Problem to solve | Output all records precisely as written.
+++ Data rows
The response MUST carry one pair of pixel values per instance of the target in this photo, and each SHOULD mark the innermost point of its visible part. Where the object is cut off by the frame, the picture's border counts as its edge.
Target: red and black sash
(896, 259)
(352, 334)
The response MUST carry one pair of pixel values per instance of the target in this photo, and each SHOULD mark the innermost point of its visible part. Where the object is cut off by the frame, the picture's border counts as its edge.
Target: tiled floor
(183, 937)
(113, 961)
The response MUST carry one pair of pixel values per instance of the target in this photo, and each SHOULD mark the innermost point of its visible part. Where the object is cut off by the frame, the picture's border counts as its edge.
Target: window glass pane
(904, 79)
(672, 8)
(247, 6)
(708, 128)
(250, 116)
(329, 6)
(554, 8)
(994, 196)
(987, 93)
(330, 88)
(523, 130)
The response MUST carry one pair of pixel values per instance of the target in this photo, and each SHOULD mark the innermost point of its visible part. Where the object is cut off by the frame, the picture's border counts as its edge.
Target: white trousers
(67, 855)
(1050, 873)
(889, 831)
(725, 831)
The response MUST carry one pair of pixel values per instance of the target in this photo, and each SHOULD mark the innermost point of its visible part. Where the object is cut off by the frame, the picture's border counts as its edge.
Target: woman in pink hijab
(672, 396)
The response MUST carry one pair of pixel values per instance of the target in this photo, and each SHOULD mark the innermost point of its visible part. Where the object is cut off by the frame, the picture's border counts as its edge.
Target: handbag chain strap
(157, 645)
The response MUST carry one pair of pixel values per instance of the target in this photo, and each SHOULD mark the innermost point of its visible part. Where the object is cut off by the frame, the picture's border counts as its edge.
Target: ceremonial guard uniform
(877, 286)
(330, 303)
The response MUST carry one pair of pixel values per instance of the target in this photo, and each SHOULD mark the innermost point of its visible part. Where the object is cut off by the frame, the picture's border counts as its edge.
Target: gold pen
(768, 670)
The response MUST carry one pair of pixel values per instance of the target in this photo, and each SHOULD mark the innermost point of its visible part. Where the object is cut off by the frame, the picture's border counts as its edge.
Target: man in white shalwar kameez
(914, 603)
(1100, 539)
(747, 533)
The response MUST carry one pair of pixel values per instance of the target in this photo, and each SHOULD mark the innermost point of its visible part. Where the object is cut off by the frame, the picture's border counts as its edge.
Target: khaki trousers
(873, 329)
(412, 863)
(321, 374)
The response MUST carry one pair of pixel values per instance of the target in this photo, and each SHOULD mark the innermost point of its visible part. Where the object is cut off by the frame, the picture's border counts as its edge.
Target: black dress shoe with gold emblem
++++++
Solution for this exercise |
The response MUST carry one pair of pixel values per instance of the target in this photo, and each SHOULD mark the innermost point of its visible part. Where the object is cut off by the frame, the picture's border counts as its edge.
Target: red and black sash
(896, 259)
(352, 334)
The response MUST carry one pair of pixel values per instance of the target in this photo, and each SHOULD mark the innermost point of its visible part. Where the object is cut off by the frame, the picture's border counts as its edge.
Target: tiled floor
(183, 937)
(113, 961)
The response MUST carry one pair of pixel values per instance of the target in this photo, and each SHOULD mark the innermost point of its visible part. Where the object is cut off by the frame, the picture's border counts as its edge.
Target: window glass pane
(904, 79)
(672, 8)
(247, 6)
(708, 128)
(250, 116)
(329, 6)
(554, 8)
(994, 196)
(987, 93)
(330, 88)
(523, 130)
The response MUST carry one pair of pixel values per instance of the target in this photo, and each SHOULD mark the innermost point of its visible part. Where the object is cut off by the frame, the picture's border counts as its edge.
Target: white trousers
(67, 855)
(1050, 873)
(889, 831)
(725, 831)
The response MUST carry one pair of pixel values per instance of the target in this photo, and each SHOULD mark the innermost point of its visible part. Where the object is cut off by the frame, the picture's border counts as its edge.
Target: woman in pink hijab
(672, 396)
The response MUST carry one pair of pixel values per instance of the target in this photo, and each SHOULD mark the innermost point of its visible part. Where the object is cut off by the frame, the picture's border counts as its edge.
Target: handbag chain strap
(157, 645)
The response MUST carry one pair of pixel values per instance of the target in this photo, and each SHOULD mark the innermost point of its visible part. Where the object is cut off by the frame, the picture's border counts as its edge.
Target: ceremonial guard uniform
(877, 286)
(330, 303)
The response MUST carry one pair of pixel values per instance of the target in this photo, and each SHOULD mark the innermost point of its visible part. Where the object is cut off by the frame, the picture's border counts as its edge.
Target: gold pen
(768, 670)
The response MUST carry one pair of pixel values per instance of the target in this photo, and each SHOULD mark the innermost point of its visible part. Where the object is cut off by the frame, the picture's border counts as its edge.
Target: man in white shalwar kameez
(914, 603)
(1100, 539)
(747, 533)
The response MUST carry one pair of pixel values per instance of the target in this photo, and each SHOULD mark the innermost point of its visible part. Where the object is cut off by the frame, the picture's border counts as its edge.
Target: khaki trousers
(873, 329)
(412, 863)
(321, 374)
The response MUST carry one pair of pixel values per instance of the target in this photo, and each SHOULD mark the innermost point of its visible part. Where the object is cut off by the frame, the picture's border counts as its edge.
Target: black dress shoe with gold emblem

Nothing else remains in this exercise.